:: EXTRAIT DU DOCUMENT ::
§

Texte intégral
« Aller guten Dinge sind drei ! » Jamais deux sans trois, et j'ai d'autant plus de plaisir à vous accueillir aujourd'hui que nous sommes en famille, dans cette maison qui est la vôtre, et qui a pour mission de soutenir la création et toutes ses forces vives.
Faire une percée dans l'agenda des professionnels de l'art contemporain ne va pas de soi. En vous retrouvant aujourd'hui pour le lancement français de cette troisième édition, après le lancement berlinois il y a deux semaines, je me réjouis que « Berlin-Paris » soit devenu un rendez-vous de référence pour les galeristes, les artistes, les journalistes et les collectionneurs. Mon Ministère et l'Institut Français ont beaucoup oeuvré dans ce sens, afin que cette très belle opération depuis 2009 puisse s'inscrire dans la durée.
Le succès de cet échange est aussi le fruit de votre adhésion enthousiaste. Les galeristes qui ont participé aux éditions précédentes ont jugé bon de continuer une aventure fructueuse ; certains d'entre vous s'y joignent pour la première fois, en constatant combien l'initiative a fait mouche auprès de tous les acteurs concernés.
« Berlin-Paris », c'est une réponse originale et constructive pour tous les professionnels qui souhaitent dépasser les schémas d'action traditionnels au vu du contexte de crise économique et de l'internationalisation croissante du marché. En misant sur le principe de coopération plutôt que sur la seule concurrence, « Berlin-Paris » a permis à de nombreux professionnels de l'art contemporain de développer leurs réseaux, non seulement en France et en Allemagne, mais aussi sur un plan mondial, car Paris comme Berlin sont aujourd'hui deux villes essentielles pour le marché de l'art.
Le secret de « Berlin-Paris », c'est aussi la complémentarité entre deux scènes artistiques. Berlin est aujourd'hui une ville qui exerce sur les artistes un pouvoir d'attraction considérable : elle est indéniablement un foyer majeur de création, que les curateurs et collectionneurs viennent régulièrement moissonner. Paris, de son côté, hérite d'une scène artistique très structurée, qui peut s'appuyer sur de nombreuses institutions prestigieuses - mais aussi sur une nouvelle génération de collectionneurs très actifs et de galeristes très dynamiques.

§

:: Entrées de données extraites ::
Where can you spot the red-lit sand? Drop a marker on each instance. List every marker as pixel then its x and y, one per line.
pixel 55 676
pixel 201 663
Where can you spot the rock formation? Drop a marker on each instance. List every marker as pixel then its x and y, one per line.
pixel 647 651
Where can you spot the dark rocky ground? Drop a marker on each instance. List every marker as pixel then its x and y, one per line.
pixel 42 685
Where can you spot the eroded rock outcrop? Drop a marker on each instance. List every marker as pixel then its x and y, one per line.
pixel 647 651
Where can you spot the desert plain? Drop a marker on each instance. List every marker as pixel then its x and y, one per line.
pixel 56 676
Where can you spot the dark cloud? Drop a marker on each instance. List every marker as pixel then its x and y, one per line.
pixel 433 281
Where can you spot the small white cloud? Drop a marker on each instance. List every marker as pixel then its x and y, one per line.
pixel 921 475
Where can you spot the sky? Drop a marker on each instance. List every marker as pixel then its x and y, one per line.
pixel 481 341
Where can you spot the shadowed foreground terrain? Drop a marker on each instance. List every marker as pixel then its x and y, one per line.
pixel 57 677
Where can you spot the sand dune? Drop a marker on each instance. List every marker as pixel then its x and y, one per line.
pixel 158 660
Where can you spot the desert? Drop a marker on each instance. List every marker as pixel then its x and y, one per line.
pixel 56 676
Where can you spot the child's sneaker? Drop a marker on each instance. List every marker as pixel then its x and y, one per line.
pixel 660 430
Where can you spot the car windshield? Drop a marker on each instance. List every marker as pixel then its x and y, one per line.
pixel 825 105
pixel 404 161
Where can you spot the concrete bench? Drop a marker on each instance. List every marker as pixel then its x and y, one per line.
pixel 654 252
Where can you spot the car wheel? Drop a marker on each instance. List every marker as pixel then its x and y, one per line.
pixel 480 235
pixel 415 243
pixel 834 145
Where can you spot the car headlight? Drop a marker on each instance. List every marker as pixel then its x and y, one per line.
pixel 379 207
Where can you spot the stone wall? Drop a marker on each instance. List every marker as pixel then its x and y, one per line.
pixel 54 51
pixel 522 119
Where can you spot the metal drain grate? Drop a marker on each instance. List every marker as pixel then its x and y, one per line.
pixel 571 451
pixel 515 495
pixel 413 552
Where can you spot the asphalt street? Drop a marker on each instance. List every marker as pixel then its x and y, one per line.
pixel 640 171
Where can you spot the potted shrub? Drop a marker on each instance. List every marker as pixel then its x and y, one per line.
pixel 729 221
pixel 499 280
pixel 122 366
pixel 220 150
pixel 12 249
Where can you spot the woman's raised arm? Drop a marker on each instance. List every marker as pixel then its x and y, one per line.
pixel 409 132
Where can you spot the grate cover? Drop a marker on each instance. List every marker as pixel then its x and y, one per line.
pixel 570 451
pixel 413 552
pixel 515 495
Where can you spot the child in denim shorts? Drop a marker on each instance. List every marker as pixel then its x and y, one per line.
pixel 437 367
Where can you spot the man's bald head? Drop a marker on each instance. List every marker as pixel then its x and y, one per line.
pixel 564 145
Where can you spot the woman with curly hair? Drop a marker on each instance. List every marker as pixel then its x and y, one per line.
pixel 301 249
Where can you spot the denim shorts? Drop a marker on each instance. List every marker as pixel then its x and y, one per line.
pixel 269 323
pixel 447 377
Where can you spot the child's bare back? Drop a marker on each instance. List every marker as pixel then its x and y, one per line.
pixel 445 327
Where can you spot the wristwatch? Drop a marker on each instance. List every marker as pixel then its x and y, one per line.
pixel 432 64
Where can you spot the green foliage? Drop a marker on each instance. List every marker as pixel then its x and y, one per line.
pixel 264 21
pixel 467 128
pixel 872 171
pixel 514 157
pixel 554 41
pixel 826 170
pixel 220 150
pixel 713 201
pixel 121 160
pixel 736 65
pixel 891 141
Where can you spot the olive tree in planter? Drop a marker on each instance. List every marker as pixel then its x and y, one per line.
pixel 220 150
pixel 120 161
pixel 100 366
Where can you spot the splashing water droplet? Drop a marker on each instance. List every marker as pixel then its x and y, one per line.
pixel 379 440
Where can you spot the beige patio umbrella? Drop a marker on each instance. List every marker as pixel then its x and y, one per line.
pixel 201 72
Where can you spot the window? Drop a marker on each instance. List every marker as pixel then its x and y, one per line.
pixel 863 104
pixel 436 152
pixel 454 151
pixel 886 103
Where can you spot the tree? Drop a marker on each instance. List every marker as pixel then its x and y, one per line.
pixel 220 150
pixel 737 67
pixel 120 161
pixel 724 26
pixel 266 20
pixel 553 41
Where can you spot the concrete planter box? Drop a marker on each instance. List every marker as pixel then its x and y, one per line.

§

:: CONSIGNE DONNÉE 1 ::
Reproduisez à l'identique le passage du discours sur « Berlin-Paris » qui va de « Texte intégral » à « dans la durée. ».
:: CONSIGNE DONNÉE 2 ::
Répondez aux questions suivantes d'après le discours sur « Berlin-Paris ».
(a) Depuis quelle année cette opération existe-t-elle ?
(b) Combien de temps avant le lancement français le lancement berlinois a-t-il eu lieu ?
(c) Sur quel principe « Berlin-Paris » mise-t-il plutôt que sur la seule concurrence ?

:: SOLUTION RÉDIGÉE 1 ::
Texte intégral
« Aller guten Dinge sind drei ! » Jamais deux sans trois, et j'ai d'autant plus de plaisir à vous accueillir aujourd'hui que nous sommes en famille, dans cette maison qui est la vôtre, et qui a pour mission de soutenir la création et toutes ses forces vives.
Faire une percée dans l'agenda des professionnels de l'art contemporain ne va pas de soi. En vous retrouvant aujourd'hui pour le lancement français de cette troisième édition, après le lancement berlinois il y a deux semaines, je me réjouis que « Berlin-Paris » soit devenu un rendez-vous de référence pour les galeristes, les artistes, les journalistes et les collectionneurs. Mon Ministère et l'Institut Français ont beaucoup oeuvré dans ce sens, afin que cette très belle opération depuis 2009 puisse s'inscrire dans la durée.

:: SOLUTION RÉDIGÉE 2 ::
(a) Depuis 2009.
(b) Deux semaines avant.
(c) Sur le principe de coopération.